**What you have to do**: Print each of the entries exactly, leaving nothing out.

**Records for processing**:
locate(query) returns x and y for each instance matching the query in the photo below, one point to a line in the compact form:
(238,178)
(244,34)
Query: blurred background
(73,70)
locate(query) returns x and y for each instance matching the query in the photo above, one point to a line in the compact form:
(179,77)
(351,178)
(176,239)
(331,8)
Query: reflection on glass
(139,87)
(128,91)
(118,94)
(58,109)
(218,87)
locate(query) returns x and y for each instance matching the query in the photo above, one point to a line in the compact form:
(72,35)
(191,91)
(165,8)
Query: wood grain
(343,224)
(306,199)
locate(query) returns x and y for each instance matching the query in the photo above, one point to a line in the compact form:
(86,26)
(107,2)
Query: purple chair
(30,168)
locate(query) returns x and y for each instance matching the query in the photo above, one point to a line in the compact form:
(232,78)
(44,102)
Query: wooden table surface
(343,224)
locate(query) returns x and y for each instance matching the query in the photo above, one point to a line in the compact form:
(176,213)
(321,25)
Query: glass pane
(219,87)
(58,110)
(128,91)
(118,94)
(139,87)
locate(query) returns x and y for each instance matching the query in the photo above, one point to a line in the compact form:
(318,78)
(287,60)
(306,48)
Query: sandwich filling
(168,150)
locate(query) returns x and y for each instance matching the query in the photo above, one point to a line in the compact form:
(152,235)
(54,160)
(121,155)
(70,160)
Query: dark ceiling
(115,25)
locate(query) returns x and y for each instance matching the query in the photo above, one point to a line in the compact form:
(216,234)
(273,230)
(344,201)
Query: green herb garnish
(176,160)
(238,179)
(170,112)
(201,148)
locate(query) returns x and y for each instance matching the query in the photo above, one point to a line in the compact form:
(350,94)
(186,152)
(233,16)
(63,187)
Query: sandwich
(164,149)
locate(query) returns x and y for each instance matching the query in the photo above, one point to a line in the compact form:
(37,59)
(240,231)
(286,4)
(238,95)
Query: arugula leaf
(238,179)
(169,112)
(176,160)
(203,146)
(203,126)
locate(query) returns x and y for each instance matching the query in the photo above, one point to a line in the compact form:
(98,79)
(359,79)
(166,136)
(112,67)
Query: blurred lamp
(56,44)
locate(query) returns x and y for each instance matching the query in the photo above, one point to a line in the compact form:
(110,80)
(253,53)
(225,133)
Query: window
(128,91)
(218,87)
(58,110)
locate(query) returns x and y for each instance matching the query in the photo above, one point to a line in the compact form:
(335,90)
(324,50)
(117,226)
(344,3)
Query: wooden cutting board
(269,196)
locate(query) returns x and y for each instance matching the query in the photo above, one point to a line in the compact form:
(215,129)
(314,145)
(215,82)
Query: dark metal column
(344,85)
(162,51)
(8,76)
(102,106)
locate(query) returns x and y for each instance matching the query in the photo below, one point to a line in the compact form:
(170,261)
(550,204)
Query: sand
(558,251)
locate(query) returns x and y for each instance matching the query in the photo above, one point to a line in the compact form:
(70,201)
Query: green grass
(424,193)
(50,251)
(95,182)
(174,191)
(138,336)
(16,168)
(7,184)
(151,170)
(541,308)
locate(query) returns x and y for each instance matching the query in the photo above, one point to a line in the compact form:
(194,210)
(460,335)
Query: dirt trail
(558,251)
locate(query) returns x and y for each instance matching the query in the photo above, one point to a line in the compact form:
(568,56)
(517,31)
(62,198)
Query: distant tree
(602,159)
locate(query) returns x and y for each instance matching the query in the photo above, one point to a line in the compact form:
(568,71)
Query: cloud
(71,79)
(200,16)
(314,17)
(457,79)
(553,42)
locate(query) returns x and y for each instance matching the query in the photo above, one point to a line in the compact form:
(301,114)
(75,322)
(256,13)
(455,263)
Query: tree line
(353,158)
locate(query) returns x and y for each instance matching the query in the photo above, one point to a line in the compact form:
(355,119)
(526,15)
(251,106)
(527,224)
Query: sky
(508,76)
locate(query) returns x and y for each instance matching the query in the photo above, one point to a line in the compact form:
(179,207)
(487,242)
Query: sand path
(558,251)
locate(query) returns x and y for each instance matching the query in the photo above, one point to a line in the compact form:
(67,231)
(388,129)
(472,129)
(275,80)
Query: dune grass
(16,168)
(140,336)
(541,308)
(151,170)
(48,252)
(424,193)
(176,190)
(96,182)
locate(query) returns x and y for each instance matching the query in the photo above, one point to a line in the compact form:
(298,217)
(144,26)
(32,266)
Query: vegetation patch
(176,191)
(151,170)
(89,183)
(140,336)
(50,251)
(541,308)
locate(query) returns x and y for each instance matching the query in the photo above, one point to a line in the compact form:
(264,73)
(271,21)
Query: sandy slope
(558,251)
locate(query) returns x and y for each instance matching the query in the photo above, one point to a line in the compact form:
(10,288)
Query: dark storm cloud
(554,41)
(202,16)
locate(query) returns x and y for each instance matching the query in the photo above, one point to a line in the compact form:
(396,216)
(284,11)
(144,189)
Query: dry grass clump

**Task solution**:
locate(query) returns x and y for each instance matching the query in the photo below, one point to a line in the compact form:
(238,178)
(244,34)
Query: blurred background
(73,70)
locate(query) returns x and y for each instance matching the query in the photo above, one point to a line in the compact form:
(179,77)
(351,178)
(176,239)
(331,8)
Query: reflection on glass
(139,87)
(128,91)
(118,94)
(58,109)
(218,87)
locate(query) returns x and y for each instance matching the query in the photo above, one point to a line in the compact form:
(72,35)
(191,91)
(165,8)
Query: wood grain
(343,224)
(306,199)
locate(query) returns x and y for each instance matching the query in the photo above, one point to a line in the compact form:
(86,26)
(107,2)
Query: purple chair
(30,168)
locate(query) returns x and y for each instance matching the query in the photo above, one point to a line in the compact form:
(232,78)
(44,102)
Query: wooden table surface
(343,224)
locate(query) returns x and y for each instance matching the query in the photo above, one point to a line in the compact form:
(176,213)
(321,25)
Query: glass pane
(219,87)
(58,110)
(128,91)
(118,94)
(139,87)
locate(query) returns x and y for each instance matching the query in the photo above, one point to a line in the compact form:
(318,78)
(287,60)
(306,48)
Query: sandwich filling
(168,150)
locate(query) returns x and y for each instance matching the query in the photo above, one point to a line in the compact form:
(152,235)
(54,160)
(121,155)
(70,160)
Query: dark ceiling
(115,25)
locate(query) returns x and y for each instance matching the query in the photo above, one point to a line in the compact form:
(216,234)
(273,230)
(344,201)
Query: green herb garnish
(176,160)
(238,179)
(170,112)
(201,148)
locate(query) returns x and y for each instance matching the query in the photo above, one point to a line in the compact form:
(350,94)
(186,152)
(233,16)
(63,187)
Query: sandwich
(164,149)
locate(query) returns x and y for each instance matching the query in the photo above, one point to a line in the compact form:
(37,59)
(240,231)
(286,4)
(238,95)
Query: arugula leaf
(238,179)
(169,112)
(176,160)
(203,146)
(203,126)
locate(query) returns x and y for each instance matching the query in the photo above, one point to a line in the compact form:
(98,79)
(359,79)
(166,136)
(112,67)
Query: blurred lamp
(56,44)
locate(query) returns x and y for each instance matching the query in the photo above, one point to a line in the compact form:
(110,80)
(253,53)
(225,133)
Query: window
(128,91)
(218,87)
(58,110)
locate(query) returns x and y for each instance matching the query in the photo above, one point to a line in the compact form:
(335,90)
(324,50)
(117,226)
(344,3)
Query: wooden cutting board
(269,196)
locate(query) returns x and y for each instance matching the query in the photo above, one point to a line in the compact form:
(215,129)
(314,145)
(215,82)
Query: dark metal column
(344,85)
(162,51)
(8,76)
(102,106)
locate(query) returns x and y for each instance matching the query in the photo below, one point to a line in the compact form:
(170,261)
(550,204)
Query: sand
(558,251)
locate(query) returns x and y for each instance matching the query in the photo above, one point to a line in the compact form:
(70,201)
Query: green grass
(424,193)
(50,251)
(95,182)
(174,191)
(138,336)
(16,168)
(7,184)
(151,170)
(541,308)
locate(query) returns x and y for each instance matching the query in the photo above, one point to a line in the compact form:
(194,210)
(460,335)
Query: dirt trail
(558,251)
locate(query) returns x and y for each instance matching the query in the photo above, one point to a line in the compact form:
(568,56)
(517,31)
(62,198)
Query: distant tree
(602,159)
locate(query) returns x and y for each instance matching the query in the photo above, one point to a line in the compact form:
(568,71)
Query: cloud
(71,79)
(200,16)
(314,17)
(457,79)
(553,42)
locate(query) returns x and y for each instance matching the query in the photo above, one point to a line in the compact form:
(301,114)
(75,322)
(256,13)
(455,263)
Query: tree line
(353,158)
locate(query) returns x and y for each instance matching the query in the photo above, one point to a line in the compact form:
(355,119)
(526,15)
(251,106)
(527,224)
Query: sky
(508,76)
locate(query) returns x and y for each instance matching the query in the photo above, one point to a line in the compact form:
(179,207)
(487,242)
Query: sand path
(558,251)
locate(query) returns x and y for each instance matching the query in the photo above, one point to a line in the compact form:
(67,231)
(388,129)
(472,129)
(275,80)
Query: dune grass
(16,168)
(140,336)
(541,308)
(151,170)
(48,252)
(424,193)
(176,190)
(96,182)
locate(query) returns x and y for each instance matching the query in the photo above, one point to a line in the compact form:
(298,217)
(144,26)
(32,266)
Query: vegetation patch
(176,191)
(151,170)
(89,183)
(140,336)
(50,251)
(541,308)
locate(query) returns x and y for each instance matching the query in the photo above, one point to a line in the compact form:
(264,73)
(271,21)
Query: sandy slope
(558,251)
locate(query) returns x and y for each instance matching the query in the photo above, one point to a line in the compact form:
(10,288)
Query: dark storm cloud
(554,41)
(202,16)
locate(query) returns x and y for each instance matching the query in the photo above, one point to a line in the compact form:
(396,216)
(284,11)
(144,189)
Query: dry grass clump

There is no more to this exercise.